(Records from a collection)
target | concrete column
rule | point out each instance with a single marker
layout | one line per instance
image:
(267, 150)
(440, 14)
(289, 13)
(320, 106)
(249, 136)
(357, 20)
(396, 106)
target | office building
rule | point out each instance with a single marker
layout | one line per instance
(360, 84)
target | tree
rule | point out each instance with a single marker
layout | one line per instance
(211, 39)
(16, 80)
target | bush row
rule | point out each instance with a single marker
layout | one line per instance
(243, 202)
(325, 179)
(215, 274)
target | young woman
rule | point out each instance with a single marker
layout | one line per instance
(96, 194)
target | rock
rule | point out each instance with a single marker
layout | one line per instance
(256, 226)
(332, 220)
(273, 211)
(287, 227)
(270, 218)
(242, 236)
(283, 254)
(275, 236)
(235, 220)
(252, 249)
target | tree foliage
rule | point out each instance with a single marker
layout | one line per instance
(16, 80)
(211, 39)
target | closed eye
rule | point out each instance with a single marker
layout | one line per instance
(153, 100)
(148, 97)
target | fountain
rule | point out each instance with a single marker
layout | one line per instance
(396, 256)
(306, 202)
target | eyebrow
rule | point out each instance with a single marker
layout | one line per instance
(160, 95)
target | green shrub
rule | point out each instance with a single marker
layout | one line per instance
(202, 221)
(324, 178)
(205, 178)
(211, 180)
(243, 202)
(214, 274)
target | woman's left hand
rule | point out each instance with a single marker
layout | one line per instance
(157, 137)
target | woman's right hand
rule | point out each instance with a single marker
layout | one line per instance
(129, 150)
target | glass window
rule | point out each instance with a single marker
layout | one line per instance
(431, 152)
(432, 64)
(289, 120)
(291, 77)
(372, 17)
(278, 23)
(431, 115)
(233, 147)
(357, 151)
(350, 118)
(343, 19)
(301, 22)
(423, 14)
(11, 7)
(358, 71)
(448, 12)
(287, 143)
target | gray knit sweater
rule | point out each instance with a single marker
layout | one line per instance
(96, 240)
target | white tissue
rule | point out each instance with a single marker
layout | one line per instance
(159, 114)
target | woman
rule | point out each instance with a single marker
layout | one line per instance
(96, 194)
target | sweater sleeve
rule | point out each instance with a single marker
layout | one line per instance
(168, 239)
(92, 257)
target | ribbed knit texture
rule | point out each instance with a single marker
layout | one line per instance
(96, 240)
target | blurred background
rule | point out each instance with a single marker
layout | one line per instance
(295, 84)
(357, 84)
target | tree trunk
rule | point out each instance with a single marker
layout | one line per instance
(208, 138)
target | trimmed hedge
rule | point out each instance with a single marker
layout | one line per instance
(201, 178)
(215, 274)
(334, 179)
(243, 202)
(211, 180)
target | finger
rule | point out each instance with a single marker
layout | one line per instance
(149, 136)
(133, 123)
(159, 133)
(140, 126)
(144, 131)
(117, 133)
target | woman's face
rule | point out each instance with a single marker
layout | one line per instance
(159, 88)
...
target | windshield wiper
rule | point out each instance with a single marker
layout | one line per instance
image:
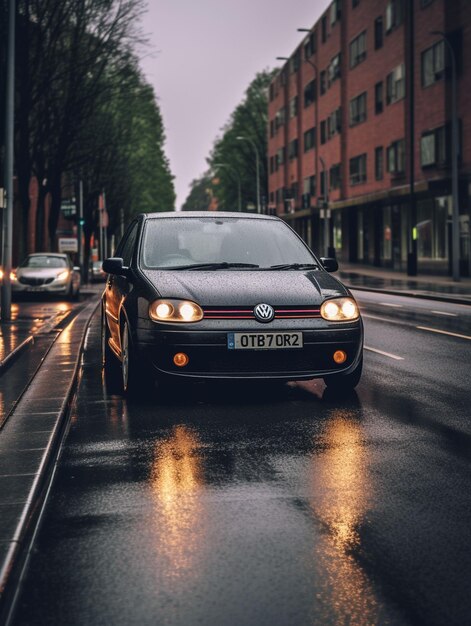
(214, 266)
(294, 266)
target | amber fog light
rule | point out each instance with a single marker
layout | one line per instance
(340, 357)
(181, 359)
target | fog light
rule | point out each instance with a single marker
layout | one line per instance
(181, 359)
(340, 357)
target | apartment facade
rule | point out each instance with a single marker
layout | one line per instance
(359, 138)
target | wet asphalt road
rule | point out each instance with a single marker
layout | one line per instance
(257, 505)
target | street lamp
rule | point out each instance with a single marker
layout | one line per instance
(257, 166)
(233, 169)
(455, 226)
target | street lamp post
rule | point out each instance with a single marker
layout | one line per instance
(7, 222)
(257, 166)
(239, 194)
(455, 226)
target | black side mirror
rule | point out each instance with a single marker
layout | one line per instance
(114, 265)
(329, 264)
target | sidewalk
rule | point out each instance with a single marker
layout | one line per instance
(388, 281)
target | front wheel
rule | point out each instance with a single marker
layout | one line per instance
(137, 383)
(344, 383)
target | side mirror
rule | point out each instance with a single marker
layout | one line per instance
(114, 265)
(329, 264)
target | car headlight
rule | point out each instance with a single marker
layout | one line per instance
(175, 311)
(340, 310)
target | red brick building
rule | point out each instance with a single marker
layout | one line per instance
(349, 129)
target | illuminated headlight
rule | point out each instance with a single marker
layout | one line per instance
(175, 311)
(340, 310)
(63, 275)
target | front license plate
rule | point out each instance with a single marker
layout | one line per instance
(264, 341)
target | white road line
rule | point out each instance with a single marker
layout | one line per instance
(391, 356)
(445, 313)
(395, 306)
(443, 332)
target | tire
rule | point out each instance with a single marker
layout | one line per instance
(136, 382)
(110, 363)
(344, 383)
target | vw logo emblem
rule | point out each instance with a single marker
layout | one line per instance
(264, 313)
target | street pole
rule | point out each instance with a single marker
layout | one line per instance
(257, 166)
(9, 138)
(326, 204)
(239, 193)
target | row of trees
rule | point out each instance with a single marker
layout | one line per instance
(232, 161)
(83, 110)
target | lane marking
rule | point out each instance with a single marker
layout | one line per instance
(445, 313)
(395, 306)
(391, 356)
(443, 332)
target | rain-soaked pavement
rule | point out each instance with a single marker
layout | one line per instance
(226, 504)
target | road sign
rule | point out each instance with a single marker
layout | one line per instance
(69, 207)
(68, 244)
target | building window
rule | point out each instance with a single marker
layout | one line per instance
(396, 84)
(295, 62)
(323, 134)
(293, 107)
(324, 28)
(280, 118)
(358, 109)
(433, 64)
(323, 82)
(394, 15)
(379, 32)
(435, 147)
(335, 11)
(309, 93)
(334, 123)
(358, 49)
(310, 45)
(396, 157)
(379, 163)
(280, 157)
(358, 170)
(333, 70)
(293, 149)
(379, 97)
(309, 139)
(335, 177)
...
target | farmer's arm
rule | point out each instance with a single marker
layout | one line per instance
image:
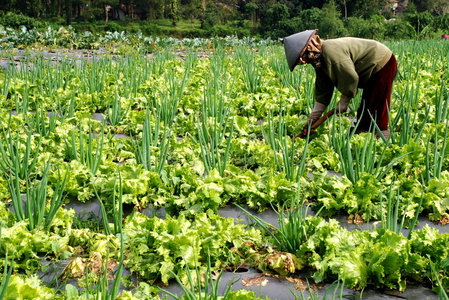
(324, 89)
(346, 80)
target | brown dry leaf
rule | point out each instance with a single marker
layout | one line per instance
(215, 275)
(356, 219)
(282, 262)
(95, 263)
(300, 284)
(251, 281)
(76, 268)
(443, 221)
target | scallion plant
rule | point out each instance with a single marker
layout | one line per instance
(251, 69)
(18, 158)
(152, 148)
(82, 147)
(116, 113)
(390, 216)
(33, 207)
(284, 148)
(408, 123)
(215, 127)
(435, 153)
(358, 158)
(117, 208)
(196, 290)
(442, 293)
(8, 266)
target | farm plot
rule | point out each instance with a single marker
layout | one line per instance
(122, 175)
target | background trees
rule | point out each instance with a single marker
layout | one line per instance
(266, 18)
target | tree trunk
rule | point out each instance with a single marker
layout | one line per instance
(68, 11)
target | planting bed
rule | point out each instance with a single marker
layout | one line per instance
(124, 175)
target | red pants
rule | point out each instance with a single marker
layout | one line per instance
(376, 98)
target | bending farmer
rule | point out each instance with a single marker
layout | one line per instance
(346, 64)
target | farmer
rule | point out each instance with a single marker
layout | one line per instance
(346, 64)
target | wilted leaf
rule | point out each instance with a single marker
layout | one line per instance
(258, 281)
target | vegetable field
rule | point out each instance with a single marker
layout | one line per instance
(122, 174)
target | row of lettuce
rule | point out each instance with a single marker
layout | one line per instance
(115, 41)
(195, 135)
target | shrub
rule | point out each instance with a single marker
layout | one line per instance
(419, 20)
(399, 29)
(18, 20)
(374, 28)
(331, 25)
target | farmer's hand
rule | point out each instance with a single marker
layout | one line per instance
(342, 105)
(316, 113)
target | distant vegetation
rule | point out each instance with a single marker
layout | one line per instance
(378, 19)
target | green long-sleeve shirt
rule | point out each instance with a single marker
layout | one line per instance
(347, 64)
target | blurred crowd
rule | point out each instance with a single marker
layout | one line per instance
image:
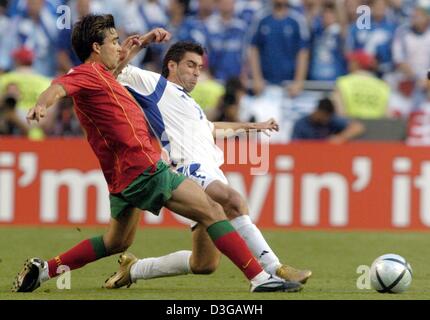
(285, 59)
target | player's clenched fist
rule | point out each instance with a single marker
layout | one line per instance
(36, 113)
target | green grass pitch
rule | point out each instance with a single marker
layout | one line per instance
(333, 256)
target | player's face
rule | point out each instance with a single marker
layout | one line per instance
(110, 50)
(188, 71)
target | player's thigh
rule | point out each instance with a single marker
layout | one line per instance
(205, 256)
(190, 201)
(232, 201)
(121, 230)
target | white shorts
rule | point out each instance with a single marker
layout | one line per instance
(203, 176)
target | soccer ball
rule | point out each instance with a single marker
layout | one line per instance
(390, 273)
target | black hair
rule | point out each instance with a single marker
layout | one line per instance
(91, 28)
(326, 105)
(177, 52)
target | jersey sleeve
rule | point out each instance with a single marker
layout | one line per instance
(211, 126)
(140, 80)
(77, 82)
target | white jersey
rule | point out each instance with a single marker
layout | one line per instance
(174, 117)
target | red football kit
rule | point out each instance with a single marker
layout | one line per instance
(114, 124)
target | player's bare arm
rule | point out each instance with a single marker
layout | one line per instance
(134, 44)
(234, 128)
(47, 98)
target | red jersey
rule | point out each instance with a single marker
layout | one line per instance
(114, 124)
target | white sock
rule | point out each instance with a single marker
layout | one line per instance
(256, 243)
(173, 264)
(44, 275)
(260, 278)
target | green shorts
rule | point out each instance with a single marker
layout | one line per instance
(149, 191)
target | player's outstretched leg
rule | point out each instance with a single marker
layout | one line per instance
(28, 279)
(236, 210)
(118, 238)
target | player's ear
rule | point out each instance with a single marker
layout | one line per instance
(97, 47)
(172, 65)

# [WORK INSTRUCTIONS]
For each line in the data above that contains the string "hand", extract the line.

# [TASK SOLUTION]
target | woman's left hand
target | woman's right hand
target | farmer's hand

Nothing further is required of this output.